## GOAL
Starting at the line below that contains "Would you be able to point at the folded", print each line through the end of the records exactly as it appears.

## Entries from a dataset
==*==
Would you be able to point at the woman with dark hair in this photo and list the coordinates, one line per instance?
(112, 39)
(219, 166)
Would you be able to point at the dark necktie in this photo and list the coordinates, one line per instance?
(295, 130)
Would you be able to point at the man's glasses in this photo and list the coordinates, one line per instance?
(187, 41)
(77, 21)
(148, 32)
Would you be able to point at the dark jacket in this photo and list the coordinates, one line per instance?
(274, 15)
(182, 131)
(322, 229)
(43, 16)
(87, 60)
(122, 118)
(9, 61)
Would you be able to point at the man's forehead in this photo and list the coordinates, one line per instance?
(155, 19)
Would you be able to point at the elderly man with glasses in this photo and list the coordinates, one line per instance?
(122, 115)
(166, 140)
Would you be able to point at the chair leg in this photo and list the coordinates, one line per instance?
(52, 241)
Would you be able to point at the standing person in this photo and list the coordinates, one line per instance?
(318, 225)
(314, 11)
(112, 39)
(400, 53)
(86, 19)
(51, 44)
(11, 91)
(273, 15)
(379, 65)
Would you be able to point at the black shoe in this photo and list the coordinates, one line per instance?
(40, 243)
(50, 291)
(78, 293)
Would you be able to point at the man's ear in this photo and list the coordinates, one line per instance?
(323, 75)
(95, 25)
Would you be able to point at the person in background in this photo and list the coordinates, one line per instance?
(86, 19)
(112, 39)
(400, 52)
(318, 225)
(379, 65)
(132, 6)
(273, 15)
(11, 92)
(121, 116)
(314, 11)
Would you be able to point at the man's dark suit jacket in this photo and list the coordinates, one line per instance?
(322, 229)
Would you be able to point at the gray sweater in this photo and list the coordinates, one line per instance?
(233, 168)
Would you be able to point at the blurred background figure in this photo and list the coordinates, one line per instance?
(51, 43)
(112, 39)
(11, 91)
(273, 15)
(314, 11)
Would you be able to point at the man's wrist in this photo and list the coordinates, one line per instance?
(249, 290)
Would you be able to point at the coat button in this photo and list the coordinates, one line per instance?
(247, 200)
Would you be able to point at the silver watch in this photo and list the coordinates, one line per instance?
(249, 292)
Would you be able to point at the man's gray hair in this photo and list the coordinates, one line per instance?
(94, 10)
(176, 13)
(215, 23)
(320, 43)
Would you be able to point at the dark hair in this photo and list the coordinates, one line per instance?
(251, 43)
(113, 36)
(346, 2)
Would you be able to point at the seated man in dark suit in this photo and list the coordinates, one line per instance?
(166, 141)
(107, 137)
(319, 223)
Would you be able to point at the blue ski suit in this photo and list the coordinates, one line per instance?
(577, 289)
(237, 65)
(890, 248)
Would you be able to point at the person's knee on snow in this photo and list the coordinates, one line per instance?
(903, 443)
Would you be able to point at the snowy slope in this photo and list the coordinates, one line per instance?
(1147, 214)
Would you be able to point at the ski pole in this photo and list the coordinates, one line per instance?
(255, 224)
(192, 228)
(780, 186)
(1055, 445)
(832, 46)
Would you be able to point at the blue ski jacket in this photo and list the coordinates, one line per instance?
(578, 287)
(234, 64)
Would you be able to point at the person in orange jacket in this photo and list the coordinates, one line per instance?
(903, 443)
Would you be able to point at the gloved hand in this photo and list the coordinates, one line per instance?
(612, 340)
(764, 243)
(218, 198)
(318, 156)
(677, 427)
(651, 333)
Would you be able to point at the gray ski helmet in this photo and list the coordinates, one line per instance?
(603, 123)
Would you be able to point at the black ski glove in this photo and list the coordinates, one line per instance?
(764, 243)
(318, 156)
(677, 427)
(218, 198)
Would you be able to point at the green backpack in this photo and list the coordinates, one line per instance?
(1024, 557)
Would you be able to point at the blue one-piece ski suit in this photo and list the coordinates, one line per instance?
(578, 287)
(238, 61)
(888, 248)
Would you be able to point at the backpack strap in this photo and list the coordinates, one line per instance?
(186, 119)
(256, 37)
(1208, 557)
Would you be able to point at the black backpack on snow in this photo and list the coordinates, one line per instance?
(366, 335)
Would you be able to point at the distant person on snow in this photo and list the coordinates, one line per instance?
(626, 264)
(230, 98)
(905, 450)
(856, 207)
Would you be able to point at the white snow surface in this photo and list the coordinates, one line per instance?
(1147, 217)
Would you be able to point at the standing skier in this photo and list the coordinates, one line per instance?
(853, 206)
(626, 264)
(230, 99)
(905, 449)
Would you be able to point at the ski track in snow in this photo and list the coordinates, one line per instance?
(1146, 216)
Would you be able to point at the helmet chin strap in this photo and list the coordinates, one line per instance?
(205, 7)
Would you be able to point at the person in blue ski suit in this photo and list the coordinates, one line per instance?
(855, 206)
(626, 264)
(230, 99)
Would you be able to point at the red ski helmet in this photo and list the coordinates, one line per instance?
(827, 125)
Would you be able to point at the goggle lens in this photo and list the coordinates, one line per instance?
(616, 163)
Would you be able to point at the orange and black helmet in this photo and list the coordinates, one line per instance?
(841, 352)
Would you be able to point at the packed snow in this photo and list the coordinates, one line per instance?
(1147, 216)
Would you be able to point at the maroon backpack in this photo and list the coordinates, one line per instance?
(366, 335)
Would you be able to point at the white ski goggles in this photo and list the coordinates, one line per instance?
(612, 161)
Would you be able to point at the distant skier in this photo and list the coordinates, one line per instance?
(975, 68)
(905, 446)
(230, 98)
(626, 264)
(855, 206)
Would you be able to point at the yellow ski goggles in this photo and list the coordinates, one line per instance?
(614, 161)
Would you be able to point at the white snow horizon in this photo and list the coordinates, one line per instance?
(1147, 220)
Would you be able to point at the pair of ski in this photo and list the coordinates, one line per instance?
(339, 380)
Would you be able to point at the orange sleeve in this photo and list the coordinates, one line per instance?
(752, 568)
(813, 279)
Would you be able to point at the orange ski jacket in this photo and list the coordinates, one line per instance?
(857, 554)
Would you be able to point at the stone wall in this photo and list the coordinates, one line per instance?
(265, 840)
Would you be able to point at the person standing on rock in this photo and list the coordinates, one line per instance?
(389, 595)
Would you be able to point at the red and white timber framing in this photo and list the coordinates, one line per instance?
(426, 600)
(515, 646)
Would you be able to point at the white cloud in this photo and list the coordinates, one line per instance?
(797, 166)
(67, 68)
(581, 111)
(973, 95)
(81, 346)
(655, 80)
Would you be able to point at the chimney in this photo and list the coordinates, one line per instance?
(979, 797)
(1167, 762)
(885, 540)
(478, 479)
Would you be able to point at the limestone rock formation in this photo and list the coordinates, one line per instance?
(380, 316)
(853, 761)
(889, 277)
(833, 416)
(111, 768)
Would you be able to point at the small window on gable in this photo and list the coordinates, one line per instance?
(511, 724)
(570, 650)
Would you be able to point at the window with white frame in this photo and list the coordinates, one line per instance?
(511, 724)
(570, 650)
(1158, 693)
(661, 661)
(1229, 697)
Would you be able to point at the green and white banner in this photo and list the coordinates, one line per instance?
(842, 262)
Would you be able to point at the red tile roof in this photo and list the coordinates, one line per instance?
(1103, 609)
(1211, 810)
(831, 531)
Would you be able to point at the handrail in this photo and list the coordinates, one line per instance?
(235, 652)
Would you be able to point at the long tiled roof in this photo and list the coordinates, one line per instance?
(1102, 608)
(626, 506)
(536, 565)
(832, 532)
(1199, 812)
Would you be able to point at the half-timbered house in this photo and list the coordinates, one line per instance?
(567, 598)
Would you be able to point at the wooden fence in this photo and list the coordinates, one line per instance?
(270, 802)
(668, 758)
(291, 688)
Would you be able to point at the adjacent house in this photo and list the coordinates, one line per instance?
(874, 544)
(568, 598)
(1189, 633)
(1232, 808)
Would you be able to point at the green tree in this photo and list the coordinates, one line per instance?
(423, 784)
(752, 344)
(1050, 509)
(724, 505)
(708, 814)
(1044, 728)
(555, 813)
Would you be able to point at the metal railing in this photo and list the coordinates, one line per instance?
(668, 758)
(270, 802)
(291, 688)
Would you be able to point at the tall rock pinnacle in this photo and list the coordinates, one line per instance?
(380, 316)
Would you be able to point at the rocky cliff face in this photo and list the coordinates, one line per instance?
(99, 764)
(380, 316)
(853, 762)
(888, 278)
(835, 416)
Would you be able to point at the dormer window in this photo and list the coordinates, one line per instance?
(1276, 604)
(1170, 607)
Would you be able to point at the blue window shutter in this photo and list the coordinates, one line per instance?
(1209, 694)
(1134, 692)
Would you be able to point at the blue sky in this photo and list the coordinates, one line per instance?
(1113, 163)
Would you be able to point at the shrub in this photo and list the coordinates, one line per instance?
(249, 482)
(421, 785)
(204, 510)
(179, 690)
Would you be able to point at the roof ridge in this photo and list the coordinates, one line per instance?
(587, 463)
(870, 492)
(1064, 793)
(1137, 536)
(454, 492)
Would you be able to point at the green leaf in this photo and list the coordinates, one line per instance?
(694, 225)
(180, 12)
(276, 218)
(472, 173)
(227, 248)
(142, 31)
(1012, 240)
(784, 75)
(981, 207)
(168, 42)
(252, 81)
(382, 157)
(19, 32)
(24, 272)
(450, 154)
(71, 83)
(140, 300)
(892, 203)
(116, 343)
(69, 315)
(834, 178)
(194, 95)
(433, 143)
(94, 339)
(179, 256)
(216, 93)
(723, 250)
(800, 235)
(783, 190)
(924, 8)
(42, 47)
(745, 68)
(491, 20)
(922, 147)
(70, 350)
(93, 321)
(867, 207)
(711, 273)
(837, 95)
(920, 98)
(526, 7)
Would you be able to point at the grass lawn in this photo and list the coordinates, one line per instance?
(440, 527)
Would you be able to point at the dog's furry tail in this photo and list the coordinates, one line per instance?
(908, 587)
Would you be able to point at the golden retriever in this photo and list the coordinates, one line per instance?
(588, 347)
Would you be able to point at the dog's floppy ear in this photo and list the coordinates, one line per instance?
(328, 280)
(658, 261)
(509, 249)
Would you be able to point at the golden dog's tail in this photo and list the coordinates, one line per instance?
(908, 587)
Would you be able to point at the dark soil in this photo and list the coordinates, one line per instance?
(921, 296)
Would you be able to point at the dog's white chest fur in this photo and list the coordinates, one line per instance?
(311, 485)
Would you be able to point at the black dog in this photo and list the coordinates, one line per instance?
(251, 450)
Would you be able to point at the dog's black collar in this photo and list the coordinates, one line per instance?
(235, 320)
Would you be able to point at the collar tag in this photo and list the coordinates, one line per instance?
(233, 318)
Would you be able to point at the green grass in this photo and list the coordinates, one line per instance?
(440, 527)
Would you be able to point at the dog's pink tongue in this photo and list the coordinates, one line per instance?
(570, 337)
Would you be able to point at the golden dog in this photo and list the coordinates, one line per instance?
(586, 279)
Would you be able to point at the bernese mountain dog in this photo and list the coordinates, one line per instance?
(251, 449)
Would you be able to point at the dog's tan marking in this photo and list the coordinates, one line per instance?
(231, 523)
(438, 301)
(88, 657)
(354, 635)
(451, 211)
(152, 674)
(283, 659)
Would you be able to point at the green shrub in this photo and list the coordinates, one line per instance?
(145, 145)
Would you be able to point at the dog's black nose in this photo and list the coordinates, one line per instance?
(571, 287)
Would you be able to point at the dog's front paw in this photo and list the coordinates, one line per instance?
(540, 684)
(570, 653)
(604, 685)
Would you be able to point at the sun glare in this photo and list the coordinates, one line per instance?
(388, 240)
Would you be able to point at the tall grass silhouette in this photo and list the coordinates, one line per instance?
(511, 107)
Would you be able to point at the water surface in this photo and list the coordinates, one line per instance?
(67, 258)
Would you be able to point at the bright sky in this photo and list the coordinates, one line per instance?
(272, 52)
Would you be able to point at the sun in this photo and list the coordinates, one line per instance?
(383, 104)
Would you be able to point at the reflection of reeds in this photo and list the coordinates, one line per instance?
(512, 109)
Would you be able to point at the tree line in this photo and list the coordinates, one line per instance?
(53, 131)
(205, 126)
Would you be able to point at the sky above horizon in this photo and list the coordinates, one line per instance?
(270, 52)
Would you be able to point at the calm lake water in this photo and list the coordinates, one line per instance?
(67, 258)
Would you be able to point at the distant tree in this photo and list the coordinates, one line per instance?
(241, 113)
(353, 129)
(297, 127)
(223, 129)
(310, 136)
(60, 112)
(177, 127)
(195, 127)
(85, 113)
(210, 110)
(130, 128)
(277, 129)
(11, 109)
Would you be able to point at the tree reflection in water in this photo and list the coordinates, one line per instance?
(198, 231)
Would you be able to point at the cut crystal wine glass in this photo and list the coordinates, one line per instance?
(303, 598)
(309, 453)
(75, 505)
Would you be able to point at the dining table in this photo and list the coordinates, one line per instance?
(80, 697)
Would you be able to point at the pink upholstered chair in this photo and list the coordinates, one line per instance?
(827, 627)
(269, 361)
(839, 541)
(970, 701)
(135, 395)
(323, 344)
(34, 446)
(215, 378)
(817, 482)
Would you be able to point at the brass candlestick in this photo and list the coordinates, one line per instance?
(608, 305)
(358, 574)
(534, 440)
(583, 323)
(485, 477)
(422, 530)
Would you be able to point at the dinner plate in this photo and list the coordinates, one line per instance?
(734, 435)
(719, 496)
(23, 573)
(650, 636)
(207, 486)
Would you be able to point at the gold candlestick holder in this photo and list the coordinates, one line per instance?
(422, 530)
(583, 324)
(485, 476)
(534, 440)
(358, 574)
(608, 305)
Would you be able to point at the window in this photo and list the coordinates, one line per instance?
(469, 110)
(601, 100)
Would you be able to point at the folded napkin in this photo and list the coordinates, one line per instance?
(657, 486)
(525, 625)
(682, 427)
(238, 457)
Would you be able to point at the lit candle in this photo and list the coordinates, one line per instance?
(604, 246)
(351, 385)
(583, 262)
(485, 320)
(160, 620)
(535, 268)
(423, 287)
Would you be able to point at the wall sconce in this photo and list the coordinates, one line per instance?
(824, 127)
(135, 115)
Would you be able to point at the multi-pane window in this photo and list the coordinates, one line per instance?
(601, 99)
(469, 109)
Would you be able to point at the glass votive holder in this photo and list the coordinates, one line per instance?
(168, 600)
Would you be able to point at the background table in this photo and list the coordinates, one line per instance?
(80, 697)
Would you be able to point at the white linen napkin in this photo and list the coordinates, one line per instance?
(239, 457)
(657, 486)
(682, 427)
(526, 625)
==*==
## REPLY TO THE TASK
Would you be able to point at the folded napkin in this photo and list the coordinates, one line per instance?
(657, 486)
(525, 625)
(682, 427)
(238, 457)
Would you be able to point at the lit candle in this photo and list the coordinates, one line per instance?
(604, 246)
(351, 385)
(583, 262)
(485, 320)
(160, 620)
(535, 268)
(423, 287)
Would you be able to point at the wall sconce in this photo and list the coordinates, one line per instance?
(824, 127)
(135, 115)
Would you be able to point at the multi-pane window in this photo and list the coordinates, one line per instance?
(601, 99)
(469, 109)
Would you be able to point at the glass votive holder in this photo and list the coordinates, one line per instance?
(168, 600)
Would you be able to point at the background table in this photo and list the coordinates, one line per instance?
(80, 697)
Would you be able to point at the white linen napkin in this photo and list the coordinates, one line per instance?
(239, 457)
(657, 486)
(682, 427)
(526, 625)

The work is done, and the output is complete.